>> start Dataset extract

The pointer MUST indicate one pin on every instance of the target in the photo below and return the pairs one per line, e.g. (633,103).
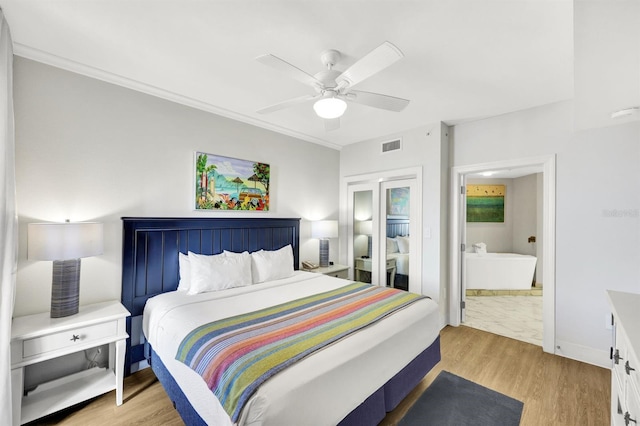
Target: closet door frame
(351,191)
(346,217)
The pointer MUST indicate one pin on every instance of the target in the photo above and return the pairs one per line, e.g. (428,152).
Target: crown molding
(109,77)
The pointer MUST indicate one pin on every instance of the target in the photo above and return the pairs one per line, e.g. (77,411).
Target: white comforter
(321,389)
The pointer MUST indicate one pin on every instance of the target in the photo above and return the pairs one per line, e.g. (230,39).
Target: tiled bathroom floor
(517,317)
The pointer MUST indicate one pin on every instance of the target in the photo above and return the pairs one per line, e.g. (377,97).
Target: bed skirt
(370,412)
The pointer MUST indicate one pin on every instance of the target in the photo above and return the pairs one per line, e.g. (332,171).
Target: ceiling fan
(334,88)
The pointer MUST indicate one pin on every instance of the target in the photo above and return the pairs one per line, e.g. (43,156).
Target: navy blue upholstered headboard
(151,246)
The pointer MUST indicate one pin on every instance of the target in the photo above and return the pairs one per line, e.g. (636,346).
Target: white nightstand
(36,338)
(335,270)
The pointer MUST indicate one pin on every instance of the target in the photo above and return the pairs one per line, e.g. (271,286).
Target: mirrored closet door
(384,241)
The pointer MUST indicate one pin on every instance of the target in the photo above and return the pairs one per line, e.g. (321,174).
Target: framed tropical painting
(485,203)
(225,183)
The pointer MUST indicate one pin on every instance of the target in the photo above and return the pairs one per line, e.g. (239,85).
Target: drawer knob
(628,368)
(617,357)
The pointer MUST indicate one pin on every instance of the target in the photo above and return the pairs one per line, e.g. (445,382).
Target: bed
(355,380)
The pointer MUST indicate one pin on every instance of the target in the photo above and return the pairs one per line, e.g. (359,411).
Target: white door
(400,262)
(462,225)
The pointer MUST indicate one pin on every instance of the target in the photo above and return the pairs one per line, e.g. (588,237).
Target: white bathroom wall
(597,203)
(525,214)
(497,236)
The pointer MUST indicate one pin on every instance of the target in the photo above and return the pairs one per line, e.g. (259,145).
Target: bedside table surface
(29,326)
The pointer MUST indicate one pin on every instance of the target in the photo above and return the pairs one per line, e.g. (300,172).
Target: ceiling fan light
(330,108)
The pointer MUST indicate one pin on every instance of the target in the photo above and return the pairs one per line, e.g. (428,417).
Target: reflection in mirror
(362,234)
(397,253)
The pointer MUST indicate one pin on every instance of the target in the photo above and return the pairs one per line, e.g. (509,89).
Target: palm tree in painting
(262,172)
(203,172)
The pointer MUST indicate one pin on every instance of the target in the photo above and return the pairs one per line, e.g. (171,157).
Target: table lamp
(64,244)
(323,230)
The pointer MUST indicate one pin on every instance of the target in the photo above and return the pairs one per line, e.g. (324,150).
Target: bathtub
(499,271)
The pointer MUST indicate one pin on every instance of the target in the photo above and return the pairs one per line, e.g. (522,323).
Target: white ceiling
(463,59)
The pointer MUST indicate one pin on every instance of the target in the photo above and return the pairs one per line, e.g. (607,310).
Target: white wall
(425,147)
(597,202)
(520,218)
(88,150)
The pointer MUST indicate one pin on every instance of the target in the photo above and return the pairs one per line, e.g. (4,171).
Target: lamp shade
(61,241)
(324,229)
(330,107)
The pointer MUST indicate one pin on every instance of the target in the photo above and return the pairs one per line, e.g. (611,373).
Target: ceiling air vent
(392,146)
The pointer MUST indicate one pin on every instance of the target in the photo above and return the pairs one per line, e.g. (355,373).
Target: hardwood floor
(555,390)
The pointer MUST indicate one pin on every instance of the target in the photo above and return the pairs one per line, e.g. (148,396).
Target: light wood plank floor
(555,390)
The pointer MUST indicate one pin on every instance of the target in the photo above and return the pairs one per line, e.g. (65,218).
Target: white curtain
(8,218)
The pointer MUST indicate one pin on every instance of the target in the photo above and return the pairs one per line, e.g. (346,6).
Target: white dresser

>> end Dataset extract

Task: Give every line of the rows above as a JSON list of strings, one string per line. Leave out blank lines and the picture lines.

Task response:
[
  "The pointer MUST indicate one pin on every instance of the target in the photo below and return the pairs one per line, e.g. (633,103).",
  "Target: closet door frame",
  "(351,191)",
  "(346,217)",
  "The pointer MUST indicate one pin on every instance of the target in the photo above and return the pairs one per line, e.g. (428,152).",
  "Target: crown molding",
  "(109,77)",
  "The pointer MUST indicate one pin on every instance of the target in the photo above and return the pairs one per line, e.g. (77,411).",
  "Target: white comforter",
  "(321,389)",
  "The pointer MUST indicate one pin on every instance of the target in the photo above and return the pairs one per line, e.g. (230,39).",
  "Target: tiled bathroom floor",
  "(517,317)",
  "The pointer MUST indicate one pin on every instance of the target in the photo above and return the pairs one per line, e.g. (377,97).",
  "Target: bed skirt",
  "(370,412)",
  "The pointer MUST indicate one pin on every instance of the target in the photo above and return the pairs one per line, e.g. (332,171).",
  "Target: ceiling fan",
  "(334,88)",
  "The pointer MUST indicate one pin on every instance of the target in the photo above and return the pairs one per line, e.g. (43,156).",
  "Target: navy blue upholstered headboard",
  "(151,246)",
  "The pointer MUST indicate one pin on every instance of the target in the photo above and return the pairs one per line, e.g. (636,346).",
  "Target: white nightstand",
  "(36,338)",
  "(335,270)",
  "The pointer MUST indicate one pin on every instance of the target in the photo above and return the pairs one per line, e.g. (271,286).",
  "Target: mirrored closet door",
  "(384,241)",
  "The pointer MUST indicate one pin on every instance of the target in the photo above and return the pairs one per line, e.g. (321,174).",
  "Target: framed tropical painting",
  "(485,203)",
  "(225,183)",
  "The pointer MUST indicate one pin on every instance of the target in the photo above and return the pairs one per line, e.g. (239,85).",
  "Target: drawer knob",
  "(628,368)",
  "(617,357)",
  "The pointer MUST indicate one pin on every instance of the target in the photo above and return the pairs one per line, e.g. (445,382).",
  "Target: bed",
  "(355,380)",
  "The pointer MUST indicate one pin on every instance of the target in the photo above and return the pairs one per line, e.g. (359,411).",
  "Target: white door",
  "(400,262)",
  "(462,225)",
  "The pointer MUST indicate one pin on every instance of the target in the photo above and return the pairs one per line, e.g. (588,237).",
  "Target: white bathroom wall",
  "(597,203)",
  "(525,214)",
  "(497,236)",
  "The pointer MUST indicate one pin on every instance of the target in the photo above and return the pairs one per line, e.g. (259,145).",
  "Target: bedside table surface",
  "(29,326)",
  "The pointer MUST indicate one pin on every instance of the target in the photo above and return the pairs one per line, e.g. (300,172).",
  "Target: ceiling fan light",
  "(330,108)",
  "The pointer MUST indicate one pin on every instance of the target in the photo above and return the pairs one per line, e.g. (428,417).",
  "Target: reflection in mirror",
  "(362,234)",
  "(397,253)",
  "The pointer MUST indicate one pin on every instance of the target in the photo above and return the pairs one per line, e.g. (509,89).",
  "Target: palm tree in painting",
  "(262,172)",
  "(203,172)",
  "The pointer MUST indicate one pin on every instance of the target in the photo above and return the pairs one per line, e.g. (171,157).",
  "Target: table lamp",
  "(64,244)",
  "(323,230)",
  "The pointer MUST indicate one pin on every instance of the target in the photo above and return the pairs one per line, e.g. (324,150).",
  "Target: bathtub",
  "(499,271)",
  "The pointer MUST indicate one pin on every instance of the target in the photo above and return the pairs one per line, e.g. (522,323).",
  "Target: white ceiling",
  "(463,59)",
  "The pointer MUST indicate one pin on every instance of the target in the photo above and return the pairs one per line, e.g. (607,310).",
  "Target: white wall",
  "(425,147)",
  "(597,202)",
  "(520,218)",
  "(88,150)",
  "The pointer MUST indicate one pin on every instance of the target in the photo above and return the pairs one per line, e.g. (4,171).",
  "Target: lamp shade",
  "(61,241)",
  "(324,229)",
  "(330,107)",
  "The pointer MUST indicate one pin on every instance of the target in the photo above and return the pairs one per line, e.g. (611,373).",
  "Target: ceiling air vent",
  "(392,146)",
  "The pointer MUST indicate one pin on every instance of the target in the photo above and return the pairs one per line, e.g. (355,373).",
  "Target: hardwood floor",
  "(555,390)",
  "The pointer MUST indicate one pin on every instance of the target in the photo above and return the pairs one per line, e.g. (148,396).",
  "Target: light wood plank floor",
  "(555,390)",
  "The pointer MUST indicate one pin on every instance of the target in the photo above and return the pairs one per line, e.g. (65,218).",
  "Target: white curtain",
  "(8,218)",
  "The pointer MUST indicate one pin on every instance of the target in the photo above and return the pairs one per line, e.g. (346,6).",
  "Target: white dresser"
]